§ Your goal
Update the lines from the one containing "the person walking" through the end of the lines, changing "evaluation set" to "test set" and leaving everything else unchanged. Return only that part.

§ Material to process
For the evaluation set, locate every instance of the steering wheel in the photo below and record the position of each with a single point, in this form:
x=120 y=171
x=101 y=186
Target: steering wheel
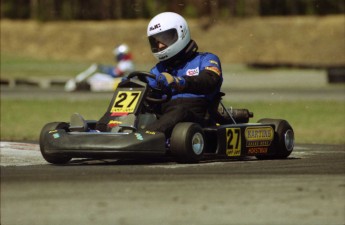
x=142 y=75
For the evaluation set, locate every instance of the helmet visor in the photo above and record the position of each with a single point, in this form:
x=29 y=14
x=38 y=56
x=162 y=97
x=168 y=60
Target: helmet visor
x=163 y=40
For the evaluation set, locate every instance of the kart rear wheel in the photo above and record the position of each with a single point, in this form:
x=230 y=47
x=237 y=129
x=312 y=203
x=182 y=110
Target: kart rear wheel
x=187 y=142
x=284 y=139
x=53 y=158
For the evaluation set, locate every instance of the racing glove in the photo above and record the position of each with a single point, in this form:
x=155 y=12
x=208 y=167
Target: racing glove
x=166 y=80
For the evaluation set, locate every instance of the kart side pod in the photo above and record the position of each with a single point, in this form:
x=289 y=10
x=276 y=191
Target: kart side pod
x=267 y=139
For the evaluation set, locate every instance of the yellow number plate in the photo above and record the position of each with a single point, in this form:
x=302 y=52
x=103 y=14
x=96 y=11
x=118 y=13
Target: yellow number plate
x=126 y=101
x=233 y=141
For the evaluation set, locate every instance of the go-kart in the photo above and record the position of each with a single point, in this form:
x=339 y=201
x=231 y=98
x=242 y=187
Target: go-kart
x=121 y=132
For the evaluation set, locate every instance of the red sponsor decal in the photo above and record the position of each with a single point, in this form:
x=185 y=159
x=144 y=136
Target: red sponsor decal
x=213 y=69
x=119 y=114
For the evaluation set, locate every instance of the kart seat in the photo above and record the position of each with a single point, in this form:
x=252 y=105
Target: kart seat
x=216 y=112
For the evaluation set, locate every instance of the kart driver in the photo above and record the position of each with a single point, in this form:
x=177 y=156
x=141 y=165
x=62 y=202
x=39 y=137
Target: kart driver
x=193 y=77
x=101 y=77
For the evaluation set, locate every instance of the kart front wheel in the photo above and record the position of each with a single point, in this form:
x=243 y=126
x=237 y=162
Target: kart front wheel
x=284 y=139
x=53 y=158
x=187 y=142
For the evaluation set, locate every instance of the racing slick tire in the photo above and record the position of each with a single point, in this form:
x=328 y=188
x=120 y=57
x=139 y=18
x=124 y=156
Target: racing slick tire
x=283 y=140
x=53 y=158
x=187 y=143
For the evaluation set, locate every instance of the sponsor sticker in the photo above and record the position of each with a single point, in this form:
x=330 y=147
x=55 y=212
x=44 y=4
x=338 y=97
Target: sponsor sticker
x=193 y=72
x=213 y=62
x=259 y=136
x=139 y=136
x=114 y=123
x=213 y=69
x=257 y=150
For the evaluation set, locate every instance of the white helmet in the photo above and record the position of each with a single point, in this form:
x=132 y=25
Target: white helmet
x=171 y=30
x=121 y=51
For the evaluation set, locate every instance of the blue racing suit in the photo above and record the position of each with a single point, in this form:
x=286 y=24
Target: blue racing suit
x=193 y=67
x=203 y=79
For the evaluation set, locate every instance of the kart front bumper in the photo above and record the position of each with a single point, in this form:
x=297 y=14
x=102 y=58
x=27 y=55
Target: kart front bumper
x=104 y=144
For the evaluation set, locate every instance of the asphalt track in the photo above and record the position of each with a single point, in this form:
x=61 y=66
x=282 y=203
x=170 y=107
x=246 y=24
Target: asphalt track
x=307 y=188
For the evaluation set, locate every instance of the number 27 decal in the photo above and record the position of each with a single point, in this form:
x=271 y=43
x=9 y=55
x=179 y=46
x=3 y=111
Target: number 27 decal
x=126 y=101
x=233 y=141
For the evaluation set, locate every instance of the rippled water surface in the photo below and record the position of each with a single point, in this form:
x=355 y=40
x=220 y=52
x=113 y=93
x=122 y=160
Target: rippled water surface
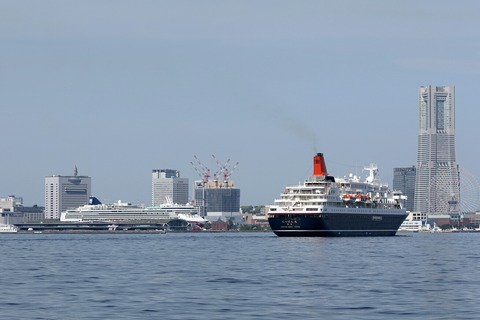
x=239 y=276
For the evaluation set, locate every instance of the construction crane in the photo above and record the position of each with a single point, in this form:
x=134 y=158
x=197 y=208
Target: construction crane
x=204 y=173
x=224 y=170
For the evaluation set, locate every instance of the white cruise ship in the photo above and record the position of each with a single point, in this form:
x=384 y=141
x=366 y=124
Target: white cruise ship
x=124 y=211
x=8 y=228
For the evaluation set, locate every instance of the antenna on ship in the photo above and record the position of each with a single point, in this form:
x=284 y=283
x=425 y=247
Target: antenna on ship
x=373 y=169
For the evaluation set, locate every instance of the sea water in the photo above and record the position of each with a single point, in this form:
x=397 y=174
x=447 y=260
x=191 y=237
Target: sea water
x=239 y=276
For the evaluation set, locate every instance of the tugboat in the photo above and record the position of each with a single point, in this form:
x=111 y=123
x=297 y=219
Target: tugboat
x=325 y=206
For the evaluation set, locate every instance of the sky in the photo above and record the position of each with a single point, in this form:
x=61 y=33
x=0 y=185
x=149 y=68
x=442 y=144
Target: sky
x=119 y=88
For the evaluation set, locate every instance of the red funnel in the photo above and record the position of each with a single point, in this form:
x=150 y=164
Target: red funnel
x=319 y=167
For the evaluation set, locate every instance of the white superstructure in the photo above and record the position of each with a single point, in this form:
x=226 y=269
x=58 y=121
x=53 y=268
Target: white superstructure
x=125 y=211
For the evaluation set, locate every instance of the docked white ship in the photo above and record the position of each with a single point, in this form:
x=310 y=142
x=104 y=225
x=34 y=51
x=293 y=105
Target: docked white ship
x=7 y=228
x=125 y=211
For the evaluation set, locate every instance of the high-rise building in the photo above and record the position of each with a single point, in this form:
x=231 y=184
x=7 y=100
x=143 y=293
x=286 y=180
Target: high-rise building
x=168 y=186
x=65 y=192
x=404 y=180
x=218 y=200
x=437 y=188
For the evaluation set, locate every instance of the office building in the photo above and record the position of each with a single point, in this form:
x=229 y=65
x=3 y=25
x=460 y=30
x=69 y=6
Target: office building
x=167 y=185
x=218 y=200
x=404 y=180
x=437 y=188
x=65 y=192
x=13 y=211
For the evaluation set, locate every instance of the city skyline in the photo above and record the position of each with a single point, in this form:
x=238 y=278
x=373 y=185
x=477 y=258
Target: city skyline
x=437 y=184
x=119 y=92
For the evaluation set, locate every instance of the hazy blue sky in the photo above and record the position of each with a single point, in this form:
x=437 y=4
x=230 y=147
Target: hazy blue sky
x=119 y=88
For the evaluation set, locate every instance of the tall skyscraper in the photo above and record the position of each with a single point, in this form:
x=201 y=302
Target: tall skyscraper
x=167 y=184
x=437 y=188
x=65 y=192
x=404 y=180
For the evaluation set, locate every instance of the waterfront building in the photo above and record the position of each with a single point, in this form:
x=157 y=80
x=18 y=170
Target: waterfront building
x=404 y=180
x=167 y=185
x=65 y=192
x=437 y=184
x=218 y=200
x=13 y=211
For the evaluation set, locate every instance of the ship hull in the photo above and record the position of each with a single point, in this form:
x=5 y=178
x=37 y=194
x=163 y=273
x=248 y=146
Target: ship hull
x=335 y=224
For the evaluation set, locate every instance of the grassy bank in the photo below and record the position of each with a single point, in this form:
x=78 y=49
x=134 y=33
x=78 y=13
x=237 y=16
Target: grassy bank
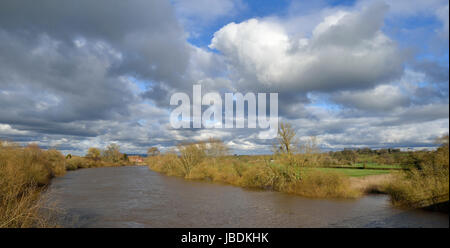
x=426 y=183
x=198 y=161
x=25 y=172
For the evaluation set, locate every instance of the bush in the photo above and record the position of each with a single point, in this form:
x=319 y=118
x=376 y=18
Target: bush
x=426 y=182
x=24 y=172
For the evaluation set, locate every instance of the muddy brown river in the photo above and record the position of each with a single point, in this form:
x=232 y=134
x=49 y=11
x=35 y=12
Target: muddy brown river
x=138 y=197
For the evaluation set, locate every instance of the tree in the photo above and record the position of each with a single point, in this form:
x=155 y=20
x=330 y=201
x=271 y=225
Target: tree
x=286 y=139
x=153 y=151
x=216 y=148
x=94 y=153
x=191 y=154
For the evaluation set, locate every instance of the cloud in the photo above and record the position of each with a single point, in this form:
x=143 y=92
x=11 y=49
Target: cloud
x=370 y=100
x=347 y=50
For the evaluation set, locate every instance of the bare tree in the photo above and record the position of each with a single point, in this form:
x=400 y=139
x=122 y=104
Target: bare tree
x=287 y=142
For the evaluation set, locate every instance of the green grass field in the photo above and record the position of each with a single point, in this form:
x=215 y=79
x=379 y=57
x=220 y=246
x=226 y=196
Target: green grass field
x=355 y=172
x=374 y=166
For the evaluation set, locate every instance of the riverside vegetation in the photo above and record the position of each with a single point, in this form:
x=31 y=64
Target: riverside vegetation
x=25 y=173
x=417 y=179
x=420 y=178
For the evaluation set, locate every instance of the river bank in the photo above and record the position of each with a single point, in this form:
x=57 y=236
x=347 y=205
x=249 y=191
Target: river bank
x=134 y=196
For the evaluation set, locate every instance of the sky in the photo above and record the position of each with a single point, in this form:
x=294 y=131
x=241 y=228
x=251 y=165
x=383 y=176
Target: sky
x=80 y=74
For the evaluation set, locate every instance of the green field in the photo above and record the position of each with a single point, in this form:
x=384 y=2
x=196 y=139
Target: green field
x=374 y=166
x=355 y=172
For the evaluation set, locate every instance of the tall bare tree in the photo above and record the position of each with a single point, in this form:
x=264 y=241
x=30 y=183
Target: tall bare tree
x=286 y=139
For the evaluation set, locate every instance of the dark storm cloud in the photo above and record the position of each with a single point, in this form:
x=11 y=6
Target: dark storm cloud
x=66 y=62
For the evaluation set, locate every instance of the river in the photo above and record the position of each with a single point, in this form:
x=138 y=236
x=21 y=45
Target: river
x=138 y=197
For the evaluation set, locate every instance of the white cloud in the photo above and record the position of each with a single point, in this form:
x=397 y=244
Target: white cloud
x=346 y=50
x=381 y=98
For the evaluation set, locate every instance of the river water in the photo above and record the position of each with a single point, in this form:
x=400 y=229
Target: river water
x=138 y=197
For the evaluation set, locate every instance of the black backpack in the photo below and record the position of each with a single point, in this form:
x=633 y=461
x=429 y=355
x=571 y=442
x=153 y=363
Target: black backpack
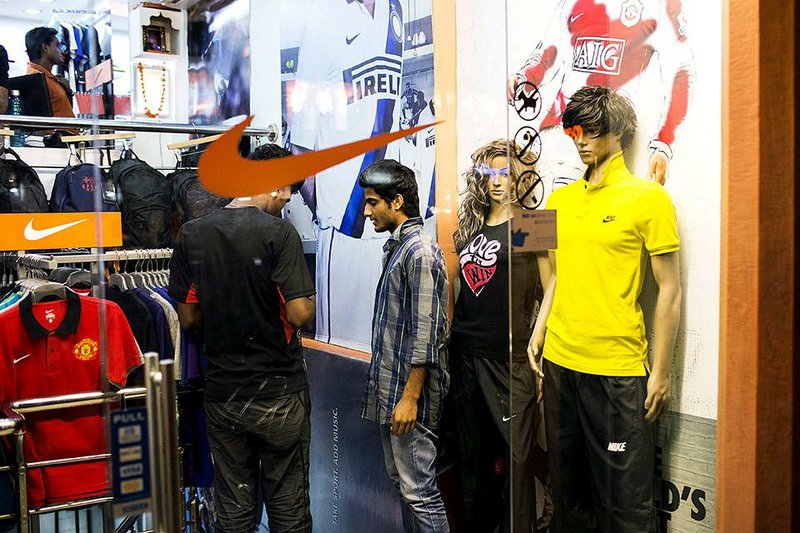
x=74 y=189
x=145 y=198
x=21 y=190
x=190 y=200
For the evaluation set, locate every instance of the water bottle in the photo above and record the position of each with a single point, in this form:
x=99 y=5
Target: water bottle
x=15 y=107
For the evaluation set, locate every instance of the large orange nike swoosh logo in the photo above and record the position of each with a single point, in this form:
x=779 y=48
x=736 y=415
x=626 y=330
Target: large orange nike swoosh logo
x=225 y=172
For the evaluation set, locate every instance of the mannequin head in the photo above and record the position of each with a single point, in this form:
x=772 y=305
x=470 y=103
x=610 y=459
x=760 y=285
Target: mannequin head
x=491 y=184
x=601 y=122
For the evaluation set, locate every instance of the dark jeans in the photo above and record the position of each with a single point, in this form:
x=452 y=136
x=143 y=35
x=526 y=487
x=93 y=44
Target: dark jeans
x=601 y=451
x=410 y=461
x=270 y=435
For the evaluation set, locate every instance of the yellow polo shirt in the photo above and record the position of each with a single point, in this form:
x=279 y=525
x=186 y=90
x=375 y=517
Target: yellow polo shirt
x=605 y=233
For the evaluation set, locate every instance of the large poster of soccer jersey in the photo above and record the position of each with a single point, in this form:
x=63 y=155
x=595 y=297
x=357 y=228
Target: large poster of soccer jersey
x=219 y=61
x=352 y=69
x=665 y=56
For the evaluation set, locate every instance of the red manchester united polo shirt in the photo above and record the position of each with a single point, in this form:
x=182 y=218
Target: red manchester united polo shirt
x=55 y=348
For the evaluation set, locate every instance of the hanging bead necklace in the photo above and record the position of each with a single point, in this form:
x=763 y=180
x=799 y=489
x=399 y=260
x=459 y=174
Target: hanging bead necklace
x=147 y=111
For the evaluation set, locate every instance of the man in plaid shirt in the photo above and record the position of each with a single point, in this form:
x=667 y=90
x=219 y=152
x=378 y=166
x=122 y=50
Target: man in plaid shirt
x=408 y=375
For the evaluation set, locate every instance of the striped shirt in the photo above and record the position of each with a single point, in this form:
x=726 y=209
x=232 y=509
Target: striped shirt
x=409 y=326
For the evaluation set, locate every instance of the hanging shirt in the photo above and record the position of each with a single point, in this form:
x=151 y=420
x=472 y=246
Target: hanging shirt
x=481 y=316
x=55 y=348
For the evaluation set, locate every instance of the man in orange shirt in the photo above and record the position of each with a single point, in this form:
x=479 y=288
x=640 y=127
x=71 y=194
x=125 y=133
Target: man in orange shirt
x=44 y=52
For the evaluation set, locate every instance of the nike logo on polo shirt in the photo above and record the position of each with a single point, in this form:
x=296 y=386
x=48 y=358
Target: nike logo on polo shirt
x=18 y=359
x=222 y=160
x=36 y=235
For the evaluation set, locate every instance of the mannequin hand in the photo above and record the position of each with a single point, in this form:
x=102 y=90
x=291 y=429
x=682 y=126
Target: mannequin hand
x=535 y=361
x=657 y=170
x=659 y=392
x=535 y=354
x=404 y=416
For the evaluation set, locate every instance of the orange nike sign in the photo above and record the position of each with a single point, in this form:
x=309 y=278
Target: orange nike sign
x=45 y=231
x=225 y=172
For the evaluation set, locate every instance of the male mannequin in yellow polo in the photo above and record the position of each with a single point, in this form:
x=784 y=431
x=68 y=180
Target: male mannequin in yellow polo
x=601 y=395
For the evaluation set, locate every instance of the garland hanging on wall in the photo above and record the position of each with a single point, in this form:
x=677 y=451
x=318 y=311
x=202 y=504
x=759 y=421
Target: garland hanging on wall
x=162 y=101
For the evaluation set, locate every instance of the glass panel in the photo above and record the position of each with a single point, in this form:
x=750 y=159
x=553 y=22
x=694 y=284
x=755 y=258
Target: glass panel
x=633 y=320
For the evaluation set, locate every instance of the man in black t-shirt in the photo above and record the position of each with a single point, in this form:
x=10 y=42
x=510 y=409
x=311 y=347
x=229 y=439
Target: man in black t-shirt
x=239 y=273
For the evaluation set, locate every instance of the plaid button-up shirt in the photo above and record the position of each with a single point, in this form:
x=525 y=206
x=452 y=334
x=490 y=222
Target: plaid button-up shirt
x=409 y=326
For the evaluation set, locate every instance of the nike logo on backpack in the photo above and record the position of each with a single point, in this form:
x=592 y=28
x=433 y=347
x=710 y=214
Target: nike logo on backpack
x=38 y=234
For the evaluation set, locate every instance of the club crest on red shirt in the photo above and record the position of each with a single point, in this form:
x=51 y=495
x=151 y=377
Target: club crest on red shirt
x=85 y=350
x=631 y=12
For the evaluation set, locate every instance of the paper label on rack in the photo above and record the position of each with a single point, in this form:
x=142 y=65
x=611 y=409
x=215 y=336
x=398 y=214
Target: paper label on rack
x=99 y=74
x=130 y=465
x=46 y=231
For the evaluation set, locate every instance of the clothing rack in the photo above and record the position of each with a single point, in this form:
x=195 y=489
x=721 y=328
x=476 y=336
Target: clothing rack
x=69 y=139
x=194 y=142
x=159 y=393
x=51 y=261
x=271 y=132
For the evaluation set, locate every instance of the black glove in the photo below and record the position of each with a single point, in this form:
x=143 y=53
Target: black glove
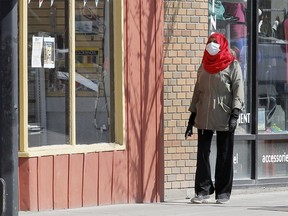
x=233 y=119
x=189 y=129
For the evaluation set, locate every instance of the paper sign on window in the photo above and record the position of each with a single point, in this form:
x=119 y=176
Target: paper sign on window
x=49 y=52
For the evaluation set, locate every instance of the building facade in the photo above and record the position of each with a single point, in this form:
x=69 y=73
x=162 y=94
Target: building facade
x=260 y=152
x=104 y=89
x=91 y=98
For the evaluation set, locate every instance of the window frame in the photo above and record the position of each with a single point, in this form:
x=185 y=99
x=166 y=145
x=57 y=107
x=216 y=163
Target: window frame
x=119 y=99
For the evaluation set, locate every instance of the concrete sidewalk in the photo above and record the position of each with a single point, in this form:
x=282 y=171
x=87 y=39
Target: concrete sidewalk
x=274 y=203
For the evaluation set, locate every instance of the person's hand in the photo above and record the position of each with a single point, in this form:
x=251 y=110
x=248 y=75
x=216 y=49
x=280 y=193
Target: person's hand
x=233 y=120
x=189 y=131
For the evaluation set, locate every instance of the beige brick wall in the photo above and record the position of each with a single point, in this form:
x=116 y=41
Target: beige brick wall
x=186 y=31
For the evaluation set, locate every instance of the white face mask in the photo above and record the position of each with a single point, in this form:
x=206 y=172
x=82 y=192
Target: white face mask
x=213 y=48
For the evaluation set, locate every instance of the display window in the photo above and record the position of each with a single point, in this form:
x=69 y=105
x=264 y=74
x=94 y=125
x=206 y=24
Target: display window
x=69 y=93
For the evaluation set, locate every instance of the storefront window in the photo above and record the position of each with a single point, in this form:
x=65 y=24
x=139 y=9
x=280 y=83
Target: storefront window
x=93 y=90
x=272 y=67
x=48 y=92
x=230 y=18
x=49 y=67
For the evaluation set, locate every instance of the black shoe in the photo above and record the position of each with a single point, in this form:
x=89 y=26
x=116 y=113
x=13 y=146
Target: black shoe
x=199 y=199
x=222 y=201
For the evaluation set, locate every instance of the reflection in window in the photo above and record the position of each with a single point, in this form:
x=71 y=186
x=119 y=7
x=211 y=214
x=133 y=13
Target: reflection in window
x=92 y=72
x=272 y=66
x=48 y=92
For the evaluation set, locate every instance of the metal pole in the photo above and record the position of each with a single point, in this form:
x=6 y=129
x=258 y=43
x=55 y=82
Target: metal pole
x=9 y=108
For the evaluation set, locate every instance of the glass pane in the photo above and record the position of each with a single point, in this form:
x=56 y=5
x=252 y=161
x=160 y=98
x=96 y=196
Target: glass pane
x=241 y=159
x=272 y=67
x=272 y=158
x=48 y=79
x=93 y=73
x=230 y=18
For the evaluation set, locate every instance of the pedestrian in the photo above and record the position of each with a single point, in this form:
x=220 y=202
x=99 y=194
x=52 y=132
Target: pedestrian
x=217 y=100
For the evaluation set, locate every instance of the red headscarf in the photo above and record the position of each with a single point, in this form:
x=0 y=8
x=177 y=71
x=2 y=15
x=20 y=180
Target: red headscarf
x=220 y=61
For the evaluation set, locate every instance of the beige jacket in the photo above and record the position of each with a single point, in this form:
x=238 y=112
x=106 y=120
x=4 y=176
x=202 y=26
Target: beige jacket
x=216 y=95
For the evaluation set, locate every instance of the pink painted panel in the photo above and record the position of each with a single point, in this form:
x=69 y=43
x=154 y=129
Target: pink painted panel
x=149 y=99
x=120 y=178
x=45 y=183
x=105 y=177
x=90 y=179
x=159 y=101
x=75 y=180
x=133 y=98
x=60 y=178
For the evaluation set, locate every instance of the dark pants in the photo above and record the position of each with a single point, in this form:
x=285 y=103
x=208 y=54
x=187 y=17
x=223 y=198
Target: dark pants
x=224 y=164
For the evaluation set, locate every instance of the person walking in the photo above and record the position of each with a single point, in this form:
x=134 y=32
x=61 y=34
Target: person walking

§ Expected output
For the test set, locate every instance of the person walking in the photo above and record the position of each with a single point, in this form:
x=134 y=32
x=61 y=34
Target: person walking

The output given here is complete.